▸ **EXTRACTED TEXT**:
Maine has four types of school departments: the first is a local school, one which serves only one municipality, and is headed by a superintendent. Usually, it serves kindergarten through grade 12, although some only go to grade 8. Usually, independent school districts which do not have a high school are not totally independent; they are part of a school union, the second type of school district.

A school union is two or more school departments that share a superintendent but nothing else; each town has an independent school board. Usually, only one of the schools in the school union has a high school, but unlike MSADs (discussed below), students in the whole school union are not compelled to attend that school. School union students are given a choice of neighboring school districts, and the school union pays for the student's tuition.

The third type is a MSAD (Maine School Administrative District). This is a regional school district that incorporates two or more towns into one school department with one high school and middle school. These towns do not have independent school boards, but instead have one central board governing the entire district. Students are obligated to attend the central high school. Usually, a MSAD comprises one larger town and one or more smaller towns. The larger town is equipped with a high school and middle school, while the surrounding towns have elementary schools as well, but no secondary schools. The elementary schools usually cut off after grade 5 or grade 6. Sometimes, towns in a MSAD do not have an elementary school but possess a high school and/or middle school, whereas the surrounding towns have the elementary schools.

The last type of school district is a CSD (Community School District, sometimes called a Consolidated School District). This usually (but not always) exists in school districts with such a small student population between several towns that the school district cannot justify an elementary school outside the largest town in the district. In rare cases a CSD refers to only a high school of a school union. Sometimes, in towns geographically isolated (such as island towns) the entire student population attends one school grades PK-12.

Students can choose to attend a school in another district if the parents agree to pay the school tuition. Vocational centers are usually regional, so one school department will administer a technical center but other school districts will transport their students there to take classes.

▸ **RAW DATA**:
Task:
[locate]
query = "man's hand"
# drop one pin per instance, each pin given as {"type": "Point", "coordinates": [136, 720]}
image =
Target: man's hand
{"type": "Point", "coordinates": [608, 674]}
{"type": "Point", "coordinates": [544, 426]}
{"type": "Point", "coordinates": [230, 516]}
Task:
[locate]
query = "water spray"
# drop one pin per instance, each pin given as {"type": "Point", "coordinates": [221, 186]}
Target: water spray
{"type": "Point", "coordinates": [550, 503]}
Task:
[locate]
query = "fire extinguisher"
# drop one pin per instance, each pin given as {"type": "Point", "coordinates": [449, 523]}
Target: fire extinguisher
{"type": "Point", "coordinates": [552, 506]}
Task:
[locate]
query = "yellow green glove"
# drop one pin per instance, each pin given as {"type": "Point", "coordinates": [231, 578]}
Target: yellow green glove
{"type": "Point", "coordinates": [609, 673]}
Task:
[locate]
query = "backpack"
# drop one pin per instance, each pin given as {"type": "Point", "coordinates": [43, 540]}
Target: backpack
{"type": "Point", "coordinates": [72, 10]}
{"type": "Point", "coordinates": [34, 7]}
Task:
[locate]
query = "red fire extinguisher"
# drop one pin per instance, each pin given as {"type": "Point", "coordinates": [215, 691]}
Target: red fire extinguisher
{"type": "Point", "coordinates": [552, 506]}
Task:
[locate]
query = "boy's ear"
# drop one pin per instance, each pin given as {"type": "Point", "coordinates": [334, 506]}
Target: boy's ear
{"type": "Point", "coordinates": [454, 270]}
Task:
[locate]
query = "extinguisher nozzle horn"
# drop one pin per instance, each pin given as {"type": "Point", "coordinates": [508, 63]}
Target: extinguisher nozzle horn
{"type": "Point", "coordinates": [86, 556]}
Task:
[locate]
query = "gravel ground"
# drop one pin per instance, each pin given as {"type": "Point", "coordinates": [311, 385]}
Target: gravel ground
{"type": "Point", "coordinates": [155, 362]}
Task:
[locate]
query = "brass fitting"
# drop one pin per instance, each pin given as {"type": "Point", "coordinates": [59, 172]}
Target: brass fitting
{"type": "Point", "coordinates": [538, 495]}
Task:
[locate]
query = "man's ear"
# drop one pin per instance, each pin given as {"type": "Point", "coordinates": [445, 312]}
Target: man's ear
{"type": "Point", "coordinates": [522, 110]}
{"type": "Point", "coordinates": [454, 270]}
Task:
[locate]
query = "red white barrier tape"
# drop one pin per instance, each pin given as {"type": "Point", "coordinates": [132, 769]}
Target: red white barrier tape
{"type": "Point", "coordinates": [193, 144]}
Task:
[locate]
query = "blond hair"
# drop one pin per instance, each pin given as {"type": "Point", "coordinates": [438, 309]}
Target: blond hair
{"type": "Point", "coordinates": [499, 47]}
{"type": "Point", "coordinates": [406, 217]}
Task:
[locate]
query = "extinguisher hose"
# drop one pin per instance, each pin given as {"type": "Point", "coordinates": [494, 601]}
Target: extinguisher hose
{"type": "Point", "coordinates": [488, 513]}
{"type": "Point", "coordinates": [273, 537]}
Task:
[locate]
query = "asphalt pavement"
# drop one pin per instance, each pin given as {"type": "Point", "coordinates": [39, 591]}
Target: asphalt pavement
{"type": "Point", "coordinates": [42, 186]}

▸ **DIRECTIVE**: In the text on Maine's school departments, what do the school departments in a school union share?

▸ **FULL SOLUTION**: They share a superintendent but nothing else.